Can you reproduce all of the lines below verbatim, with no changes?

> **Some records**:
╔══
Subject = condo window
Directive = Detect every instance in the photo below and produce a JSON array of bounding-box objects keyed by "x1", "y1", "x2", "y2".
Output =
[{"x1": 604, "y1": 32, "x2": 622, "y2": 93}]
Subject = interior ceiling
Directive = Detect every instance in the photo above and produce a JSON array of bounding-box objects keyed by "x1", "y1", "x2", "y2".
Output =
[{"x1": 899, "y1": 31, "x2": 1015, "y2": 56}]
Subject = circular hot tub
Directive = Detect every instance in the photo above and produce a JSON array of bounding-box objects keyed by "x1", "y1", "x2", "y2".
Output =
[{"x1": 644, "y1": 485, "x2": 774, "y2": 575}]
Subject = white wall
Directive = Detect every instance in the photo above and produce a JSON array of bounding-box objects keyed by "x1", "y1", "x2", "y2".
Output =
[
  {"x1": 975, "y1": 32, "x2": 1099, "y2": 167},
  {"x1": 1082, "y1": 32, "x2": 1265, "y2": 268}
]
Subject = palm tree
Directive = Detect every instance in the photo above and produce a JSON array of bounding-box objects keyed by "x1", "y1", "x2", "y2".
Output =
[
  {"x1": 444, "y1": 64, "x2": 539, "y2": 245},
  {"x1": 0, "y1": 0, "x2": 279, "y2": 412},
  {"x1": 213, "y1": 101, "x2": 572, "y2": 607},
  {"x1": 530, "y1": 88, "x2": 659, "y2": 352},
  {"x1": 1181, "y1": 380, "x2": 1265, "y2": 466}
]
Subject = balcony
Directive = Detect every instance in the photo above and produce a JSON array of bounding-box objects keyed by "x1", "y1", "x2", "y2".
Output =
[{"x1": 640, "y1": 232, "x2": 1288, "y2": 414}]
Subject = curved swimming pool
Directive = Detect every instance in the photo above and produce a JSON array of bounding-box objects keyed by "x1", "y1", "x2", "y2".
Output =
╚══
> **Answer to the task**:
Subject = condo window
Directive = Detect every instance in the photo below and produce a JSON array of bounding-box objects keyed by "x1", "y1", "x2", "y2".
Output =
[{"x1": 604, "y1": 32, "x2": 622, "y2": 93}]
Subject = interior ceiling
Directive = Detect every instance in the photo above and produce a JSON array of bounding-box objects keyed by "x1", "y1", "x2", "y2".
Output =
[{"x1": 899, "y1": 31, "x2": 1015, "y2": 56}]
Subject = circular hot tub
Directive = Detect every instance in the photo above and produce a JSON array of bounding-box objects keyed by "x1", "y1", "x2", "y2".
Output =
[{"x1": 644, "y1": 485, "x2": 774, "y2": 575}]
Subject = white wall
Directive = Detect every instance in the photo above and produce a JSON array of bounding-box objects keyed by "x1", "y1", "x2", "y2".
Output =
[
  {"x1": 975, "y1": 32, "x2": 1099, "y2": 167},
  {"x1": 1082, "y1": 32, "x2": 1265, "y2": 268}
]
Subject = palm tree
Directive = Detect every instance in the photo above and produce a JSON array of bounding-box objects keyed by "x1", "y1", "x2", "y2".
Output =
[
  {"x1": 444, "y1": 64, "x2": 539, "y2": 245},
  {"x1": 0, "y1": 0, "x2": 279, "y2": 412},
  {"x1": 213, "y1": 101, "x2": 572, "y2": 607},
  {"x1": 530, "y1": 88, "x2": 659, "y2": 352},
  {"x1": 1181, "y1": 380, "x2": 1265, "y2": 466}
]
Subject = balcony
Directive = Detect every instance in the photo above and produce a JSON array of bounding-box objects keyed by "x1", "y1", "x2", "y2".
Output =
[{"x1": 640, "y1": 232, "x2": 1288, "y2": 414}]
Subject = curved swimming pool
Directive = Detect every instance in the photo above and produce a JSON array of bounding-box objects keyed by "x1", "y1", "x2", "y2".
Output =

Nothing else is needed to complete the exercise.